Hedefiniz: Gavsî Ahmed Dede hakkındaki metni son cümlesinden sonra devam ettirin.

Verilen metin:
==================================================
Bu sayfayı yazdır

Gavsî Ahmed Dede

Gavsî Ahmed Dede, Mevlânâ Celâleddîn-i Rûmî hazretlerinin tasavvuftaki yolu olan Mevleviyye’ye mensuptur. Büyük velî Ahmed-i Bîcân hazretlerinin torunlarındandır. 1697 (H.1109) senesinde İstanbul’da vefât etti. Kabri Galata Mevlevîhânesi bahçesindedir... 
Gavsî Ahmed Dede, Mevleviyye yolunu bozanları, ney çalıp raks edenleri hiç tasvip etmemiş, ömrünün sonuna kadar bunların yanlış olduğunu anlatmıştır. Vefatından kısa bir zaman önce de şunları söyledi: 

Mevlânâ Celâleddîn-i Rûmî hazretleri tasavvuf deryâsına dalmış bir Hak âşığıdır. İlmi, teşbihleri, sözleri ve nasîhatleri bu deryâdan saçılan hikmet damlalarıdır. O, bir tarîkat kurucusu değildir. Yeni usûller ve ibâdet şekilleri ihdâs etmemiştir. Allahü teâlânın aşkı ile dolmuş, evliyânın büyüklerinden olan Celâleddîn-i Rûmî, ney ve başka hiçbir çalgı çalmadı. Mûsikî dinlemedi ve raks etmedi. İlk Mevlevînin bestelenmesi, ney, rebap, tambur gibi çeşitli çalgı âletleri çalınarak yapılan törenler ve âyinler, Mevlânâ hazretlerinin yaşadığı devirden 3-4 asır sonradır. Onun Mesnevî’sinde geçen ‘ney’ kelimesi, bâzı kimseler tarafından çalgı âleti olan ney şeklinde düşünülüp anlaşıldığı için, yanlış olarak, kendisinin ney çalıp dinlediği sanılmıştır!
==================================================
Konum belirleme öğeleri:
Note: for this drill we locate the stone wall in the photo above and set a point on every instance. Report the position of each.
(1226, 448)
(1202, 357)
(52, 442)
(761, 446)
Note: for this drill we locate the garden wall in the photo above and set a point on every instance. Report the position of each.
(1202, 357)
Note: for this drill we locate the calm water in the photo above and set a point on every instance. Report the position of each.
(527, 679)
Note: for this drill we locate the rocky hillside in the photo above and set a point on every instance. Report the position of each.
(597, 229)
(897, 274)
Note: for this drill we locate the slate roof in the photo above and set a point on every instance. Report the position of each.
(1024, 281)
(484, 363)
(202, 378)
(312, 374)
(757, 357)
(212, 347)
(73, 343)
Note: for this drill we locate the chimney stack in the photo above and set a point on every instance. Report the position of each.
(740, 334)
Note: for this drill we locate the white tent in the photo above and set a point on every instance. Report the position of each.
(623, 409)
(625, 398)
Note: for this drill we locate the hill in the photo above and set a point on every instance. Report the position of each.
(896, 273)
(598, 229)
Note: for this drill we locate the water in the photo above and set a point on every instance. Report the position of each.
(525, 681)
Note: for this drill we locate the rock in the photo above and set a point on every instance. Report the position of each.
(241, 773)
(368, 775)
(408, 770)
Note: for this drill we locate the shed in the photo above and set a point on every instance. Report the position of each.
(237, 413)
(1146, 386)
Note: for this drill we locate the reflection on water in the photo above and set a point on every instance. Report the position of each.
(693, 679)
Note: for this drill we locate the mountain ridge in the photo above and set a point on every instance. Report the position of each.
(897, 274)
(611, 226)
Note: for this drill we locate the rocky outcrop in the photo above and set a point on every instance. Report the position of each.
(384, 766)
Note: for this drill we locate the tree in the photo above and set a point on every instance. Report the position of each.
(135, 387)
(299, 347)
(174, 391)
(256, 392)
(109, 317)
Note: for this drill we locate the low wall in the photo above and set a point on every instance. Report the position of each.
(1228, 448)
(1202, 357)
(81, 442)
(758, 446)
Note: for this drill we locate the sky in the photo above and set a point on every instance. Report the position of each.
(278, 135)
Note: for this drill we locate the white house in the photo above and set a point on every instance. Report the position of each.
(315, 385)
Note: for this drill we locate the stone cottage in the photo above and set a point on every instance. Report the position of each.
==================================================
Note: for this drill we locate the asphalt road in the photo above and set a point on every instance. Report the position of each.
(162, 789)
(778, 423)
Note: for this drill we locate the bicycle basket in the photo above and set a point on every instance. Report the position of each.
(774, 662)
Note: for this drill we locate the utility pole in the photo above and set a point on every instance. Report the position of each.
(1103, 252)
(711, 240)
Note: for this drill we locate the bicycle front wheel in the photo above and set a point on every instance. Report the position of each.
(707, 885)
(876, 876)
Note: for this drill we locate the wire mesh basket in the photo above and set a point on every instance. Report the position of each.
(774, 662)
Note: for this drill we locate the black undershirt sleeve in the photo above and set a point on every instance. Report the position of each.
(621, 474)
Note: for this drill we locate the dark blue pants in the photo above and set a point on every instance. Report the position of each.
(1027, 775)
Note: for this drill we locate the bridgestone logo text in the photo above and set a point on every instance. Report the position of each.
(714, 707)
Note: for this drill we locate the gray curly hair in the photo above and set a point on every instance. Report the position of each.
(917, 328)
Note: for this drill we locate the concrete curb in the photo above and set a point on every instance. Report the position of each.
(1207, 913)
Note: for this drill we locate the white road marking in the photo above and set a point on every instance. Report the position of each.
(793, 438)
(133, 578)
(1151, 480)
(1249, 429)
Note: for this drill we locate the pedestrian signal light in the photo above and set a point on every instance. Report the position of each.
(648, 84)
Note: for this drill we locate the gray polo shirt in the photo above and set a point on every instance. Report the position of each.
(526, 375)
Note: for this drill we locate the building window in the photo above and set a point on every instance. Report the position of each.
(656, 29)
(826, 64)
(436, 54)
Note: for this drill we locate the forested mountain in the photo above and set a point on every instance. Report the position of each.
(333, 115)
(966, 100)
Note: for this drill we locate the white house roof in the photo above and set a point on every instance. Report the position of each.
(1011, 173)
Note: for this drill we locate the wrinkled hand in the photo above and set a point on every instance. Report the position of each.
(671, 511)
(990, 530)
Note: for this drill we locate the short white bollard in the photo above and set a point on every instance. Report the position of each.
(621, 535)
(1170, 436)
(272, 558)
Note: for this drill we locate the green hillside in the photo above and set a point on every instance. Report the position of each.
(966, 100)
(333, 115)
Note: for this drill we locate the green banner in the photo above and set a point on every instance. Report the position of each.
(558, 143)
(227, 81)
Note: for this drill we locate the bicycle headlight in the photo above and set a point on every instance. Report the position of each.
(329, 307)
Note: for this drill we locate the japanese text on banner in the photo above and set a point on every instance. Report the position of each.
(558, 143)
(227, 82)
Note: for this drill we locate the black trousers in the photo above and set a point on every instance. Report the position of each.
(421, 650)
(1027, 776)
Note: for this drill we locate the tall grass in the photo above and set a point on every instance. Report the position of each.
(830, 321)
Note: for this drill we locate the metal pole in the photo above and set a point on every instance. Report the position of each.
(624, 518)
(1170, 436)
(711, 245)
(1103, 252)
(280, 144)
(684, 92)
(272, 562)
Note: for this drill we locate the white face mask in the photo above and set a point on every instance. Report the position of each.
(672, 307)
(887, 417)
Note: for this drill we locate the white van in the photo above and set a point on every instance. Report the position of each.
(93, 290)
==================================================
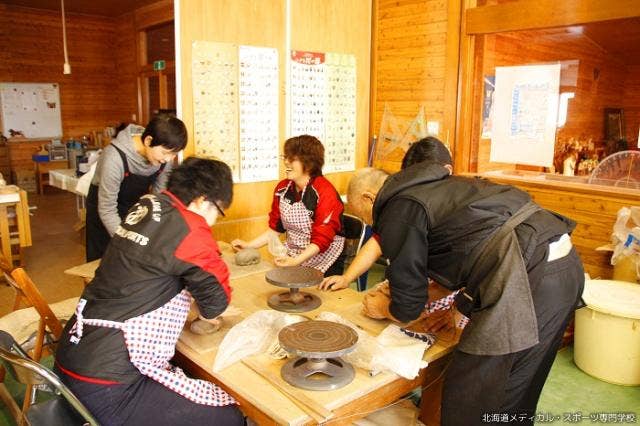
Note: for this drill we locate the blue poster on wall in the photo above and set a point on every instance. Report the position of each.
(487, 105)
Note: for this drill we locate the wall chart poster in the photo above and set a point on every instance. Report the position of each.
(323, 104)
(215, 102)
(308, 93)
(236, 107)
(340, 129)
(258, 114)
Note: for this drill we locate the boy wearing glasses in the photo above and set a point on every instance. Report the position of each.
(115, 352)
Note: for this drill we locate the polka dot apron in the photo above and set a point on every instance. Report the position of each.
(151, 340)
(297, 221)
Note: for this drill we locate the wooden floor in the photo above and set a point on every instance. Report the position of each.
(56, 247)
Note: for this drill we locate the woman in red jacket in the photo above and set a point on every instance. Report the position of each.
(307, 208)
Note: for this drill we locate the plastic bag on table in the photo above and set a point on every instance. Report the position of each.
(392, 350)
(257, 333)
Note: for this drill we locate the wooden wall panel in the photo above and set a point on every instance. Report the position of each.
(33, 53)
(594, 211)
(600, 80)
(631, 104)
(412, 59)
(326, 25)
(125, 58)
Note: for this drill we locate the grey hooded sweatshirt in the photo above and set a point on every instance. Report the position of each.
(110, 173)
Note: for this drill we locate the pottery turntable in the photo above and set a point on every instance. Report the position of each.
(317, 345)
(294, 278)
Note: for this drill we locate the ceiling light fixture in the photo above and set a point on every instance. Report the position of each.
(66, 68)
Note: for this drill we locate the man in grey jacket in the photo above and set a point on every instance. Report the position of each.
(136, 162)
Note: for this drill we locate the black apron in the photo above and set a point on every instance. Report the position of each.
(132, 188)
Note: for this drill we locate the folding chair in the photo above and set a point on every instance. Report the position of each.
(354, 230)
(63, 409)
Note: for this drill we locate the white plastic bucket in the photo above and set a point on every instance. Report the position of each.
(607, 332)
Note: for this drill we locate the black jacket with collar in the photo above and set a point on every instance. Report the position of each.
==================================================
Yanıt:
Mesnevî’sine her memlekette, birçok dillerde şerhler, açıklamalar yapılmıştır. Bunlardan pek kıymetlisi ve lezzetlisi, Mevlânâ Câmî’nin kitabıdır. Bu kitapta, Mevlânâ Câmî hazretleri buyuruyor ki: “Mesnevî’nin birinci beytinde [Dinle neyden, nasıl anlatıyor, ayrılıklardan şikâyet ediyor] ney, İslâm dîninde yetişen kâmil, yüksek insan demektir. Bunlar kendilerini ve her şeyi unutmuştur. Zihinleri her an, Allahü teâlânın rızâsını aramaktadır... 

NEY “YOK” DEMEKTİR!.. 
Ney, Fârisî dilinde, yok demektir. Bunlar da, kendi varlıklarından yok olmuştur. Ney denilen çalgı, içi boş bir çubuk olup, bundan çıkan her ses, onu çalan kimseden hâsıl olmaktadır. O büyükler de, kendi varlıklarından boşalıp, kendilerinden, Allahü teâlânın ahlâkı, sıfatları ve kemâlâtı zâhir olmaktadır. Neyin üçüncü mânâsı, kamış kalem demektir ki, bundan da, insan-ı kâmil kasdedilmektedir. Kalemin hareketi ve yazması kendinden olmadığı gibi, kâmil insanın hareketleri ve sözleri de, hep Allahü teâlânın ilhâmı iledir.” 
Ney çalmak, ilâhi okumak, oynamak, zıplamak şöyle dursun, Celâleddîn-i Rûmî (kuddise sirruh), yüksek sesle zikir bile yapmazdı...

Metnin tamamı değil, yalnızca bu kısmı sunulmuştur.